*** Dataset extract ***
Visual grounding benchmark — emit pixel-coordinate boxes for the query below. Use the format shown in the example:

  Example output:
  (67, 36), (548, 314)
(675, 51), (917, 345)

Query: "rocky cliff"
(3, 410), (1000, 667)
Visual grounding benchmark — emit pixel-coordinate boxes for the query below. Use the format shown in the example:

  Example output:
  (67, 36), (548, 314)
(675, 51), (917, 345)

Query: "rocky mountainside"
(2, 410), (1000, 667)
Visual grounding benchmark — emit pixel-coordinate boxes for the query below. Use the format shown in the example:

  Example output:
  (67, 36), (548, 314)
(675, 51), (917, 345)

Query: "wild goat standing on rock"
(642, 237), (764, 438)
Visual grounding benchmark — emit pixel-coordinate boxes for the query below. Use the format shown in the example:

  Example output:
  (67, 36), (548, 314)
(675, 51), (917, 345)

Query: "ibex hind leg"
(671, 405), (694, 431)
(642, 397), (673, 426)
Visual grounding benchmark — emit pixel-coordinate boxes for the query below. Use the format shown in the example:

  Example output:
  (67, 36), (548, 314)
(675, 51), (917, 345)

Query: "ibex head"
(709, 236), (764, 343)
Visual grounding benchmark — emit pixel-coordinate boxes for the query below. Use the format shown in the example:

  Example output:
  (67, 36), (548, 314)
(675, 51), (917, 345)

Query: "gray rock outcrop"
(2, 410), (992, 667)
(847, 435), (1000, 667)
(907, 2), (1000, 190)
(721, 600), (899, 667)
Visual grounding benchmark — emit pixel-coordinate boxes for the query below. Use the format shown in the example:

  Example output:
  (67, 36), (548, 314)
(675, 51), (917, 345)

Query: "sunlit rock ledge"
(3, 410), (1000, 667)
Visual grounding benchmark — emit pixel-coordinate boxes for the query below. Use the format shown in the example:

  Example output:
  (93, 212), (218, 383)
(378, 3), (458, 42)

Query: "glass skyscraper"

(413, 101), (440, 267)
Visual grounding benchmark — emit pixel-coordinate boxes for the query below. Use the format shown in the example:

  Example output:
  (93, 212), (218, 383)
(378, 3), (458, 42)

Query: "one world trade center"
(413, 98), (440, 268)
***
▶ [Problem details] Reproduce the data from its beginning up to and including the line containing "(642, 397), (673, 426)", requests included, and shift every answer coordinate by adding -43 to it. Leave the coordinates in the requests and their format samples unchanged.

▶ [Complete response]
Visual grounding benchmark — emit pixel-coordinate boxes for the query below. Use the format shown in the example:

  Example output:
  (67, 36), (548, 314)
(675, 51), (917, 345)

Query: "rocky cliff"
(-40, 367), (957, 624)
Visual grounding benchmark — emit pixel-coordinate boxes for the query below. Use the format shown in the example:

  Example output:
  (67, 36), (548, 314)
(675, 51), (917, 345)

Query: "rocky mountainside"
(-41, 367), (957, 624)
Visual grounding benchmark — emit pixel-coordinate boxes for the query below. Use the format shown in the example:

  Example output:
  (67, 36), (548, 314)
(675, 51), (917, 345)

Query: "wild goat standing on rock"
(599, 194), (721, 395)
Visual grounding benchmark — emit pixel-coordinate boxes for the query below. Use the format shown in the example:

  Example output:
  (67, 36), (548, 314)
(675, 51), (917, 345)

Query: "ibex hind leg"
(628, 362), (651, 388)
(599, 354), (630, 383)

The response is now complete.